>>>

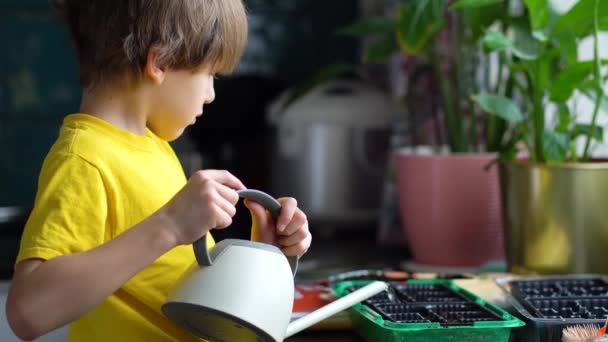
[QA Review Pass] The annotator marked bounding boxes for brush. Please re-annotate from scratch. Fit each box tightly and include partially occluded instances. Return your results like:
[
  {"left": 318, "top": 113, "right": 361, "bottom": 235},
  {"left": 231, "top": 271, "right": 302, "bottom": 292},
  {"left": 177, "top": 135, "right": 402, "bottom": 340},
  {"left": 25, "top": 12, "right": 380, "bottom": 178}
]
[
  {"left": 595, "top": 317, "right": 608, "bottom": 336},
  {"left": 562, "top": 324, "right": 608, "bottom": 342}
]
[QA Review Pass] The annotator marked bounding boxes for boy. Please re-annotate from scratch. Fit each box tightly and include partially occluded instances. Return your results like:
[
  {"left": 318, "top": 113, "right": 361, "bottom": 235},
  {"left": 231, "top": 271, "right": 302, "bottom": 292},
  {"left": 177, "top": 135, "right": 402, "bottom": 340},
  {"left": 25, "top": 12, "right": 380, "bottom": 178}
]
[{"left": 7, "top": 0, "right": 311, "bottom": 342}]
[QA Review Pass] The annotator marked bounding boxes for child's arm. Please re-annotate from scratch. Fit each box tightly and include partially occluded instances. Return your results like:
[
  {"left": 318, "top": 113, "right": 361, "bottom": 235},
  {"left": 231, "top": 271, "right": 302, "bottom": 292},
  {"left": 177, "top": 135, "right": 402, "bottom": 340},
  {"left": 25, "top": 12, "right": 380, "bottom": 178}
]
[{"left": 6, "top": 170, "right": 244, "bottom": 340}]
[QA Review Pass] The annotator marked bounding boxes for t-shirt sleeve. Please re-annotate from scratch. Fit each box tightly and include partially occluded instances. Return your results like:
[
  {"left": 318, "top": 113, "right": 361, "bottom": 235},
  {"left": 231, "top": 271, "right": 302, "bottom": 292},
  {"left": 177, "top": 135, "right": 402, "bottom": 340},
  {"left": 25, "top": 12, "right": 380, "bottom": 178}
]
[{"left": 16, "top": 154, "right": 108, "bottom": 263}]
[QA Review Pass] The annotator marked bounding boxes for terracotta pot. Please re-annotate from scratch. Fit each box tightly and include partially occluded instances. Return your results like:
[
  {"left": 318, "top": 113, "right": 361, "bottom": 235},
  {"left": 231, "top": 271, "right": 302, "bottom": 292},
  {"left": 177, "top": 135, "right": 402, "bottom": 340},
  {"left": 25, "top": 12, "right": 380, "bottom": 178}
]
[{"left": 395, "top": 150, "right": 505, "bottom": 267}]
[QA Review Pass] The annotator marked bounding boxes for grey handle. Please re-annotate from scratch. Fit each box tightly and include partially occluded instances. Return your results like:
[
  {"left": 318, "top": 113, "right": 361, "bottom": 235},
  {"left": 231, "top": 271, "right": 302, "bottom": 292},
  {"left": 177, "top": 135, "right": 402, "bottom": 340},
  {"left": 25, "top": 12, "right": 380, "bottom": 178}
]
[{"left": 192, "top": 189, "right": 298, "bottom": 274}]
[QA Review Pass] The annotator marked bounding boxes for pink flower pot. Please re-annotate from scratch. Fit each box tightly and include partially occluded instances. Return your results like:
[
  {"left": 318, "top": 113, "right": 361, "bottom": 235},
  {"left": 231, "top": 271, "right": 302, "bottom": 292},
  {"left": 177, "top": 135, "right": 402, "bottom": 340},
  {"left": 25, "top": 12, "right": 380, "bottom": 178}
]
[{"left": 395, "top": 151, "right": 505, "bottom": 267}]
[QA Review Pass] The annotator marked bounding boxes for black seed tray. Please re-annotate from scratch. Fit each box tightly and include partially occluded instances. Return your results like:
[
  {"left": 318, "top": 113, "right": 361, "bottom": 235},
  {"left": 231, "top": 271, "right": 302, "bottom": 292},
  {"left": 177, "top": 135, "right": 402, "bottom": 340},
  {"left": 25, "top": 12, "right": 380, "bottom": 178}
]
[
  {"left": 509, "top": 276, "right": 608, "bottom": 342},
  {"left": 511, "top": 278, "right": 608, "bottom": 300},
  {"left": 349, "top": 283, "right": 503, "bottom": 326},
  {"left": 349, "top": 283, "right": 469, "bottom": 305},
  {"left": 511, "top": 278, "right": 608, "bottom": 319},
  {"left": 394, "top": 284, "right": 467, "bottom": 303}
]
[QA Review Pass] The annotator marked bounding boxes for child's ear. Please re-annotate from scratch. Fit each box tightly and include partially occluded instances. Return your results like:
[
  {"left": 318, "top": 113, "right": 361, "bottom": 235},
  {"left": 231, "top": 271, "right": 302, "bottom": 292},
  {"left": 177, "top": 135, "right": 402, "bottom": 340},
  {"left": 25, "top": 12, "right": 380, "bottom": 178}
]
[{"left": 144, "top": 47, "right": 166, "bottom": 84}]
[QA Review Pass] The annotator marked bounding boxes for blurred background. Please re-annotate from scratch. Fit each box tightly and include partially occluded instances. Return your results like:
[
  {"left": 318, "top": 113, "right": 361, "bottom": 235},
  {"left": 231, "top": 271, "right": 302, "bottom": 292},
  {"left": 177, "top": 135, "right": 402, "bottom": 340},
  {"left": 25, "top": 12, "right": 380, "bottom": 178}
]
[{"left": 0, "top": 0, "right": 608, "bottom": 341}]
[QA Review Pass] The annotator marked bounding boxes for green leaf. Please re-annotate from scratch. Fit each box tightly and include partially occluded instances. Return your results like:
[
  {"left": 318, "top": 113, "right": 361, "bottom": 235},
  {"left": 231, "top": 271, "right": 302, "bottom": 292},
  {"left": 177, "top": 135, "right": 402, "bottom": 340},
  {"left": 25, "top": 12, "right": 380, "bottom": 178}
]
[
  {"left": 463, "top": 3, "right": 507, "bottom": 42},
  {"left": 549, "top": 61, "right": 593, "bottom": 102},
  {"left": 554, "top": 31, "right": 578, "bottom": 64},
  {"left": 483, "top": 31, "right": 538, "bottom": 60},
  {"left": 450, "top": 0, "right": 505, "bottom": 10},
  {"left": 338, "top": 17, "right": 397, "bottom": 37},
  {"left": 555, "top": 103, "right": 572, "bottom": 133},
  {"left": 572, "top": 124, "right": 604, "bottom": 142},
  {"left": 532, "top": 31, "right": 549, "bottom": 43},
  {"left": 543, "top": 130, "right": 570, "bottom": 162},
  {"left": 473, "top": 94, "right": 524, "bottom": 123},
  {"left": 524, "top": 0, "right": 549, "bottom": 33},
  {"left": 397, "top": 0, "right": 447, "bottom": 55},
  {"left": 579, "top": 80, "right": 608, "bottom": 113},
  {"left": 554, "top": 0, "right": 608, "bottom": 38},
  {"left": 363, "top": 32, "right": 399, "bottom": 62}
]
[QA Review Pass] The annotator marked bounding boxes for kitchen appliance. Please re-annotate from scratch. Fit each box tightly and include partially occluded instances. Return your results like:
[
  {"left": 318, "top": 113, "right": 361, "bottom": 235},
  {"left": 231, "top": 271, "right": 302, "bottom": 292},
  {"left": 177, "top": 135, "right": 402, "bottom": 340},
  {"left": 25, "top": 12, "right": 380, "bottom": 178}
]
[
  {"left": 162, "top": 190, "right": 387, "bottom": 342},
  {"left": 268, "top": 80, "right": 394, "bottom": 227}
]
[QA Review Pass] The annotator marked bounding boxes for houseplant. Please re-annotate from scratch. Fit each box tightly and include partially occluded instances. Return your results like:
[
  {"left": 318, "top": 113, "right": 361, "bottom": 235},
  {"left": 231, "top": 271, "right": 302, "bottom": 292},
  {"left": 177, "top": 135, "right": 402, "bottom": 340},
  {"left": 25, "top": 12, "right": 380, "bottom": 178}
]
[
  {"left": 472, "top": 0, "right": 608, "bottom": 273},
  {"left": 343, "top": 0, "right": 511, "bottom": 266}
]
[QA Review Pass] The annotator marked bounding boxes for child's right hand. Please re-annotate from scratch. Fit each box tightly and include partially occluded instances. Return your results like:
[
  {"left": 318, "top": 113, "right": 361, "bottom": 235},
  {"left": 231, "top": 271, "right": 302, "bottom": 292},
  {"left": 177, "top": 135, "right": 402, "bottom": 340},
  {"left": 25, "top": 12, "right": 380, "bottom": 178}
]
[{"left": 159, "top": 170, "right": 245, "bottom": 245}]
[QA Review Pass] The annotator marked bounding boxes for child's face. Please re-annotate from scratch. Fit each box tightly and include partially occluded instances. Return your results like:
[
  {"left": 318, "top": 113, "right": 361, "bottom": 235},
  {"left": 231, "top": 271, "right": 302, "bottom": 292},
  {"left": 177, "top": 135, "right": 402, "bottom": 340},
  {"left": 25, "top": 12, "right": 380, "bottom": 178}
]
[{"left": 148, "top": 70, "right": 215, "bottom": 141}]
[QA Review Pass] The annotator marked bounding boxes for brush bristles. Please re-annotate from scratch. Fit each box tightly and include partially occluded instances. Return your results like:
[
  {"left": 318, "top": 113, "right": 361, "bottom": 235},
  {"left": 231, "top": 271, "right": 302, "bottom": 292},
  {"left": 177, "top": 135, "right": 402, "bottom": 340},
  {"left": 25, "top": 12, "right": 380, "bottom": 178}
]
[{"left": 562, "top": 324, "right": 600, "bottom": 342}]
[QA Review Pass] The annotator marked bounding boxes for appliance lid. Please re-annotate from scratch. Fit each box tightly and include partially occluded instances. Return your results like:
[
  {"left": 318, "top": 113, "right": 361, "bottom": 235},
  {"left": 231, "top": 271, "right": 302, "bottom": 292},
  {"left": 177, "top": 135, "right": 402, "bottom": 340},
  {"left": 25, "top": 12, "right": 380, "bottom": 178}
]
[{"left": 268, "top": 80, "right": 396, "bottom": 128}]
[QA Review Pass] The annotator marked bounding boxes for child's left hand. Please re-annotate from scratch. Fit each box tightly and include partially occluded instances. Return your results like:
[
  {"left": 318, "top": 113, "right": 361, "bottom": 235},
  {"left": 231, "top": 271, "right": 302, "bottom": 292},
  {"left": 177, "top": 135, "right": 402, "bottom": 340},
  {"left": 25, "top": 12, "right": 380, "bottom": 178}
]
[{"left": 245, "top": 197, "right": 312, "bottom": 256}]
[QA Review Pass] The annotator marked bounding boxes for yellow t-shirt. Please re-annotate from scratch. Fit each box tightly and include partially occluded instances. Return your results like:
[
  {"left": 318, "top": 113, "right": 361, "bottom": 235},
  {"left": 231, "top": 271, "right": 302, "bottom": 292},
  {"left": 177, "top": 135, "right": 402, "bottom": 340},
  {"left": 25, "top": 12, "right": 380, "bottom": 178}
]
[{"left": 17, "top": 114, "right": 214, "bottom": 342}]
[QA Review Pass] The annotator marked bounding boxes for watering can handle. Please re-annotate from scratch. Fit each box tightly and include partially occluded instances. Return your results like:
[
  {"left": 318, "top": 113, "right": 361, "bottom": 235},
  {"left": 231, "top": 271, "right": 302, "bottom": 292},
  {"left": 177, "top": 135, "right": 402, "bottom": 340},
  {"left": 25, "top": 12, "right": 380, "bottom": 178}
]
[{"left": 192, "top": 189, "right": 299, "bottom": 275}]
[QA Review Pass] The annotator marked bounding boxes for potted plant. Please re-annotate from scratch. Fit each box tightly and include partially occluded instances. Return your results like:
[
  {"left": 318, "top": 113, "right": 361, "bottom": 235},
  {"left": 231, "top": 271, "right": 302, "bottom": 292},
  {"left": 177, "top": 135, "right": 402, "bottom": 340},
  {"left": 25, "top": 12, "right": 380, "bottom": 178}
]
[
  {"left": 472, "top": 0, "right": 608, "bottom": 273},
  {"left": 343, "top": 0, "right": 511, "bottom": 267}
]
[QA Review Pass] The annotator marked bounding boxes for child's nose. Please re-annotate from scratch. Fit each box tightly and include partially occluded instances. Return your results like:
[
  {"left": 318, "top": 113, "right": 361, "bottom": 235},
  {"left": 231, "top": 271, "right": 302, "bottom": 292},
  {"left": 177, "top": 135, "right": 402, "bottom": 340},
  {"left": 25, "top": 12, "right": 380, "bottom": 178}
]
[{"left": 205, "top": 85, "right": 215, "bottom": 104}]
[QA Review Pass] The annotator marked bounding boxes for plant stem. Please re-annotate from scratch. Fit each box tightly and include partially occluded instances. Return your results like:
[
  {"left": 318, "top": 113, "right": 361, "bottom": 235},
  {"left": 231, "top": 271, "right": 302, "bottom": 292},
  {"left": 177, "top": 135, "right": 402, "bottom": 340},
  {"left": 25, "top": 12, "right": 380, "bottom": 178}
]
[
  {"left": 430, "top": 42, "right": 464, "bottom": 152},
  {"left": 583, "top": 0, "right": 604, "bottom": 161}
]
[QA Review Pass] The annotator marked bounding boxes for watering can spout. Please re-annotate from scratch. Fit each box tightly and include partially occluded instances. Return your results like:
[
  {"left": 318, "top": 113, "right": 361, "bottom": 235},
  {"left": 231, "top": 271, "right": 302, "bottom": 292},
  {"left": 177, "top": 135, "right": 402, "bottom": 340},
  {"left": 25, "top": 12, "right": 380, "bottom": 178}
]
[{"left": 285, "top": 281, "right": 388, "bottom": 338}]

<<<

:: Task ::
Gather every line in the records above that contains the word "pink", copying each one in full. Case counts.

:: Expected answer ::
[QA Review Pass] The annotator marked bounding boxes for pink flower pot. Please re-annotate from scratch. Fit each box tightly and include partially occluded instances. Return your results like:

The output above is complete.